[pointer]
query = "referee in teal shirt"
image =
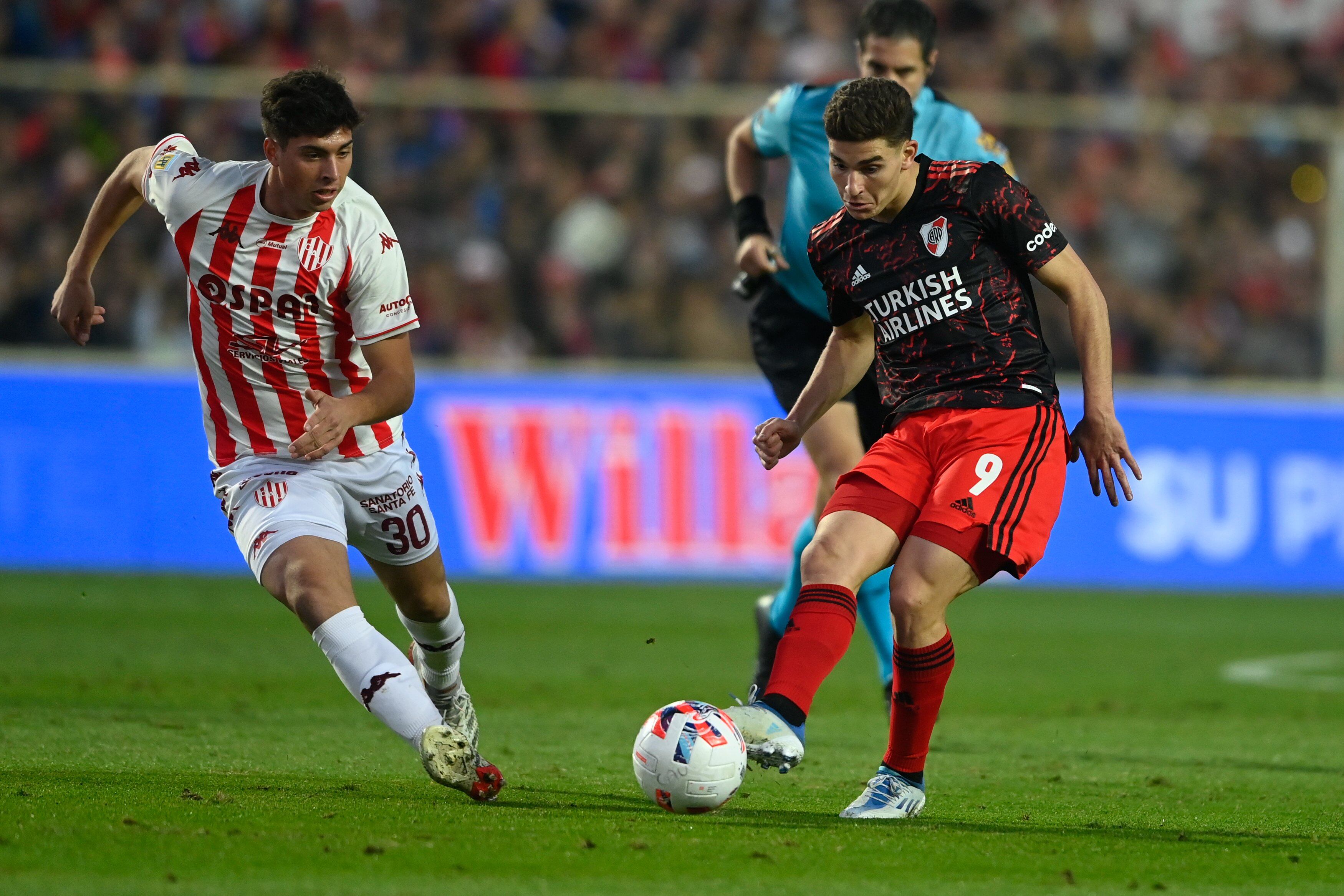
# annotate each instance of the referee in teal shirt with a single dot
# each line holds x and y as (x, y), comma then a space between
(790, 320)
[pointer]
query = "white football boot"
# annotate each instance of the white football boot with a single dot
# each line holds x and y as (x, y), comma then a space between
(771, 741)
(887, 796)
(449, 751)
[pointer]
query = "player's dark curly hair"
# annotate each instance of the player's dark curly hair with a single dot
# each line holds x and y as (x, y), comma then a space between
(870, 109)
(900, 19)
(307, 103)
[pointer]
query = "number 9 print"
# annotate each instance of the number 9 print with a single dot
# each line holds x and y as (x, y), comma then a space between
(987, 468)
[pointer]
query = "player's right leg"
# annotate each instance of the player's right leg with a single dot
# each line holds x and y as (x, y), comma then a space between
(850, 547)
(311, 577)
(428, 608)
(291, 526)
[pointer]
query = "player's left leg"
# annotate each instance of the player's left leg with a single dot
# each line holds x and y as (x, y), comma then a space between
(834, 447)
(925, 581)
(850, 546)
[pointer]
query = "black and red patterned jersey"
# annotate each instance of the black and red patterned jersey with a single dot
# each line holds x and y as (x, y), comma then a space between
(947, 285)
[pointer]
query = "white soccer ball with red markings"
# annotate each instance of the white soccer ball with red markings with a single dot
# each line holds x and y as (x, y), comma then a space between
(690, 757)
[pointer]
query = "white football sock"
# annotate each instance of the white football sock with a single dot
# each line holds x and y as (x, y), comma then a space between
(441, 647)
(377, 674)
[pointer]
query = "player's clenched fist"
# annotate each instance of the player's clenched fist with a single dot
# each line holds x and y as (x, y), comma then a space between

-----

• **ABOUT THIS TASK**
Write all the entries again word for word, minus the pictures.

• **TASK SOLUTION**
[pointer]
query = "referee in teal shirt"
image =
# annotate each instance of the referee in teal shirt with a single dot
# each line holds x and y as (x, y), comma then a space between
(790, 320)
[pointer]
query = "white football boot"
# annotate each instance of the white football boot with a single dot
# each line holds x and y as (x, y), comma then a space between
(771, 741)
(887, 796)
(449, 751)
[pointer]
query = "player's dark curly hair"
# annotate each instance of the player's dark curly hair with a single dot
# each line holds x and y as (x, y), comma then a space between
(870, 109)
(900, 19)
(307, 103)
[pointer]
query = "number 9 print"
# annotate each instance of the number 9 print with a single dot
# each line holds x and y as (x, y), comma then a space between
(987, 468)
[pointer]
query = "player's right leg"
# annotate each instance of the player's right leg with a single dot
# each line holds x and y as (x, y), comma then a space between
(850, 547)
(311, 577)
(428, 608)
(291, 526)
[pointer]
query = "player's left leg"
# annotate each instance of the player's left leg with a single dot
# each line holds x and y as (x, y), comma then a space between
(834, 447)
(925, 581)
(850, 546)
[pointer]
query = "black and red patterned jersey"
# annotate each instance of the black and red patterned jersey with a single dot
# each line holds x and y as (x, y), comma then a space between
(947, 285)
[pointer]
query = "white soccer ball with red markings"
# annotate each instance of the white soccer ball with red markings with a single dot
# each line holds x and y as (x, y), comma then a space between
(690, 757)
[pointer]
query = "white football sock"
# annotate each instance of the white football sock with a single dot
# each line holds x and y as (x, y), comma then a space between
(441, 647)
(377, 674)
[pointer]
query = "player's clenched fist"
# annotate each instance of the player's clenched fist with a single dot
# each line holds x and y as (x, y), comma then a space between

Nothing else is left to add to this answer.